### Prompt a
In the passage on spiritualist mediums, what name was given to Stainton Moses's control?

Home was never detected in fraud and was non-professional. Sir William Crookes' experiments in these physical phenomena were carried on with him as medium. His work, however, was generally done for a small group of already convinced followers and their testimony, while sincere and generally consistent, may often have been influenced in ways of which they themselves were not conscious. Podmore thinks them to have been unduly suggestible and offers hallucinations as an alternative hypothesis. Stainton Moses was respected in his private life, a teacher, a clergyman and a private tutor. His specialties were the introduction of a great variety of articles--apports as they are called--at his sittings, levitation, table-tipping and automatic writing and the direct voice. His control was known as "Imperator" and this ghostly commander fills a large place in the S.P.R. literature. "Imperator" had a strong homiletic instinct (remember that Moses was a clergyman) and communicated first and last through automatic writing, a considerable exposition of the spiritualistic creed, the larger part of which could have been preached from any liberal pulpit with no other effect on the hearers than to win their a.s.sent to blameless commonplaces--or, possibly, put them to sleep.

Mrs. Piper affords the strongest evidence of what Podmore calls "Some supernormal power of apprehension" in the entire history of trance mediumship. She was for years under the constant observation of a capable group by no means unanimously sympathetic with the spiritistic hypothesis, and has never been detected in fraud. She contributed a very great amount of information to her sitters which she apparently could not and did not obtain from known sources. There are no physical phenomena in connection with her work. The records of her seances fill a large place in the proceedings of the S.P.R. and the case for spiritism could be more safely rested with her than any other medium.

But the point here is that these three--Home, Moses and Mrs.

Piper--supply the larger part of material which the really trained investigators of the last forty years are at all willing to take seriously. If there have been only three mediums in forty years who have commanded the general confidence--and Podmore does not feel absolutely sure of Home--of the group whose judgment the rest of us have to depend upon, we have a situation in which the average untrained seeker dealing with the average medium can have no sound confidence at all. The whole region is shot through and through with uncertainties, deceits and alternative hypotheses.

_Spiritism a Question of Testimony and Interpretation_

It is all fundamentally a matter of testimony. We have, or we have not, a body of fact for which we are in debt to observation. The observation may be first hand--as in Sir Oliver Lodge's sittings where he reports what he saw and heard. It may be second hand as the cases reported in the larger part of the authoritative literature of psychic phenomena.

(Second hand, that is, for the authors and those who depend upon them.) Trustworthy observation is probably more difficult here than in any region of investigation. The whole situation is unfavourable; low lights and high emotion, the instinctive tendency to read into the facts a desired content even in watching them, the possibility of hallucinations and forms of hypnosis, all combine to render human testimony unreliable and introduce errors of observation. Nowhere can we be less sure of our facts and even when the facts are admitted the interpretation of them still remains, and here the room for difference is equally great. At best we are dealing with forces not yet subdued to law, phenomena for which normal experience supplies no parallel. It is all a region of intimations and possible permissions, but never for a moment of inevitable conclusions. One must go slow enough in offering any opinion at all. The writer recognizes and accepts, to begin with, a preponderance of dependable testimony for physical phenomena not to be explained in terms of any force with which science is now familiar.

(Point placement records)

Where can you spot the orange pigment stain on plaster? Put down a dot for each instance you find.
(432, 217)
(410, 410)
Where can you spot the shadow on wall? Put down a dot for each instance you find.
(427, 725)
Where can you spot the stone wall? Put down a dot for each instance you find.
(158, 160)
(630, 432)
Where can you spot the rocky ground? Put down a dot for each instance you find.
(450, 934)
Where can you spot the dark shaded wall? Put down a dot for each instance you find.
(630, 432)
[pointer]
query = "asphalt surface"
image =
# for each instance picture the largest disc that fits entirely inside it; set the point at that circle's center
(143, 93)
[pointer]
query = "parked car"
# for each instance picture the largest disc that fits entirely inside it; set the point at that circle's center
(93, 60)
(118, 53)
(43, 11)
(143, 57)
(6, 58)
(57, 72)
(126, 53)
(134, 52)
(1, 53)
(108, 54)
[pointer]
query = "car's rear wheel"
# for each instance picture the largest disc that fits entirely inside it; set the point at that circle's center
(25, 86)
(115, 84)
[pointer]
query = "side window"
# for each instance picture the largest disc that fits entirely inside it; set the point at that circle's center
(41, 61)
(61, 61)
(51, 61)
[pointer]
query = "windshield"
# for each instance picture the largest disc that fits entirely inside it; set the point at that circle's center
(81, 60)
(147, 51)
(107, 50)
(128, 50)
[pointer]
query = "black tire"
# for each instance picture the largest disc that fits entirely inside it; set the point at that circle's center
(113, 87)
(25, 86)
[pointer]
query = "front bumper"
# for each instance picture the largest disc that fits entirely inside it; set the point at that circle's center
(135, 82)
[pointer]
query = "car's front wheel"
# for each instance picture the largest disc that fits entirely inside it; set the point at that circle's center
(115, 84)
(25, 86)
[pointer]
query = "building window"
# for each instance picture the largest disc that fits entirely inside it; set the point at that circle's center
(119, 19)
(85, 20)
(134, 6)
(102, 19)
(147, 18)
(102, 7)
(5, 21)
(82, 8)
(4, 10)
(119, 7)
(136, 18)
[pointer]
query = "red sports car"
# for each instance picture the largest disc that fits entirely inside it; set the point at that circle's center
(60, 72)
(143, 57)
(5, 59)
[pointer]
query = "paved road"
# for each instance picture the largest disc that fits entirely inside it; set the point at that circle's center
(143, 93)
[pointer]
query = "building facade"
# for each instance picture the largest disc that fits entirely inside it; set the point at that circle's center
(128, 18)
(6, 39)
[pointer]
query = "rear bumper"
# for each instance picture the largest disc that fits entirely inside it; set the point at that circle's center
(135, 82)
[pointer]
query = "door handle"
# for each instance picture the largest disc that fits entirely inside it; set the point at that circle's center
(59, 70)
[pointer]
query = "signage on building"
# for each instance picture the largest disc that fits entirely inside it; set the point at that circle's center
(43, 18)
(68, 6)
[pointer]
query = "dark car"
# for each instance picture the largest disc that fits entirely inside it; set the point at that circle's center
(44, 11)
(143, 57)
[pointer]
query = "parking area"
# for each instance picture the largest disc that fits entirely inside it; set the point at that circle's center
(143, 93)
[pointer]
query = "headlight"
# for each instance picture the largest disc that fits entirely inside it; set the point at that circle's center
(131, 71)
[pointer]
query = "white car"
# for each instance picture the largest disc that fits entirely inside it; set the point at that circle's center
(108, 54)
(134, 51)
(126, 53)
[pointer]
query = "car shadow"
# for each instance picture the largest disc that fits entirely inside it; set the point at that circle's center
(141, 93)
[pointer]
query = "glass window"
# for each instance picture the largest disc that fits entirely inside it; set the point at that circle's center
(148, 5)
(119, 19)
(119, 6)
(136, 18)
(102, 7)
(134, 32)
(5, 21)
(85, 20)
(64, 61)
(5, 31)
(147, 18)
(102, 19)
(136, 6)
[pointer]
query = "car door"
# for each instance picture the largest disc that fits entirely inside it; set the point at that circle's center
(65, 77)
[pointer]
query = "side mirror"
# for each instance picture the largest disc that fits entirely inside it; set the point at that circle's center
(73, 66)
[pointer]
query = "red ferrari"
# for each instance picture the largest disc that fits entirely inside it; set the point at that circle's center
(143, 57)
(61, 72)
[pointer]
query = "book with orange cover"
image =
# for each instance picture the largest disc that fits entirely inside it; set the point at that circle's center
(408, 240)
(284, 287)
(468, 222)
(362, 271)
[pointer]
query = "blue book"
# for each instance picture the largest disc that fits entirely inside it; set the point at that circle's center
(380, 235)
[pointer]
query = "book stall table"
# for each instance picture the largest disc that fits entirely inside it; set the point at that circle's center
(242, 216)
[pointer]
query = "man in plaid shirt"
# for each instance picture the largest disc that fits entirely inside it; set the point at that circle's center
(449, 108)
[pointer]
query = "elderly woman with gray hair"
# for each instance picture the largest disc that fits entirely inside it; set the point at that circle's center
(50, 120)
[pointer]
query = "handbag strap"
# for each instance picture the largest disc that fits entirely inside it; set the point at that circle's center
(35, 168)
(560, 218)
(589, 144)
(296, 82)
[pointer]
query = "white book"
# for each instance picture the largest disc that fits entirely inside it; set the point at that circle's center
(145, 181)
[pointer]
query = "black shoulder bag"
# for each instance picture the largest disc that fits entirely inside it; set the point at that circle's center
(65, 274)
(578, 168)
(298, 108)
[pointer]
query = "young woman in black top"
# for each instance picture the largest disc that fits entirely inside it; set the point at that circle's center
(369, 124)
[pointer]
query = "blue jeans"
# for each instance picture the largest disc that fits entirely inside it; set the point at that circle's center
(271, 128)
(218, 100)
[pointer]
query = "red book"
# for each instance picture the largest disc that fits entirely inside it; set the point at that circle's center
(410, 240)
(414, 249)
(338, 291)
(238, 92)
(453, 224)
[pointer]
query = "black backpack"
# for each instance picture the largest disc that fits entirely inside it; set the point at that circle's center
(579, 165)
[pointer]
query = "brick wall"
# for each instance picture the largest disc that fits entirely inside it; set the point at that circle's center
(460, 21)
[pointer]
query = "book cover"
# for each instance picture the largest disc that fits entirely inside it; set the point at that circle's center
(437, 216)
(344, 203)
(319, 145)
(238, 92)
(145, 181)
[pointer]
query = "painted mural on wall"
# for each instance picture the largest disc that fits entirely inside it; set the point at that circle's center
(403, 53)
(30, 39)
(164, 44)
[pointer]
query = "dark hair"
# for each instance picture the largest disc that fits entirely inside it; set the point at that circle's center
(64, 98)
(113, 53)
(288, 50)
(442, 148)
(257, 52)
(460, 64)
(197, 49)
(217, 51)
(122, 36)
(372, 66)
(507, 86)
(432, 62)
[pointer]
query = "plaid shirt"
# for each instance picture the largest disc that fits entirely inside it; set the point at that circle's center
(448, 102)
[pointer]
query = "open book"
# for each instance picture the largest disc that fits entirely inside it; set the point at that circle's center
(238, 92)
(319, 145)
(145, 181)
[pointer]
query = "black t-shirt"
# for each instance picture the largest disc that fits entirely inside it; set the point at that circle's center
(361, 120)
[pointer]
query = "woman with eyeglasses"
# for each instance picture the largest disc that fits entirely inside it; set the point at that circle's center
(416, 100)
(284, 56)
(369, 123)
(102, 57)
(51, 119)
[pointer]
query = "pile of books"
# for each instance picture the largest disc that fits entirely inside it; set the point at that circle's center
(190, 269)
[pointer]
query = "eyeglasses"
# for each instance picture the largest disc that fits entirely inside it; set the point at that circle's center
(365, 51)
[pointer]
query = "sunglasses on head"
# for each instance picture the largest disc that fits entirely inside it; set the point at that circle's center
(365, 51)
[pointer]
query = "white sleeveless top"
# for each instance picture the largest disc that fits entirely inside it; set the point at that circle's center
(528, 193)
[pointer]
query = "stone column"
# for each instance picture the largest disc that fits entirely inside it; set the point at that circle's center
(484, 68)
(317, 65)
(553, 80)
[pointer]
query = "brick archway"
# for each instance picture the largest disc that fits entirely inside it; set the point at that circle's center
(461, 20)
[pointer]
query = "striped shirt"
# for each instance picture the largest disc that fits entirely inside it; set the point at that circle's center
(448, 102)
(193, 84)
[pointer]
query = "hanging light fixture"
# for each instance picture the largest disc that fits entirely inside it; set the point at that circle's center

### Prompt b
Gather every line of the records that contains the string "brick".

### Final answer a
"Imperator"

### Final answer b
query = "brick wall"
query = "brick archway"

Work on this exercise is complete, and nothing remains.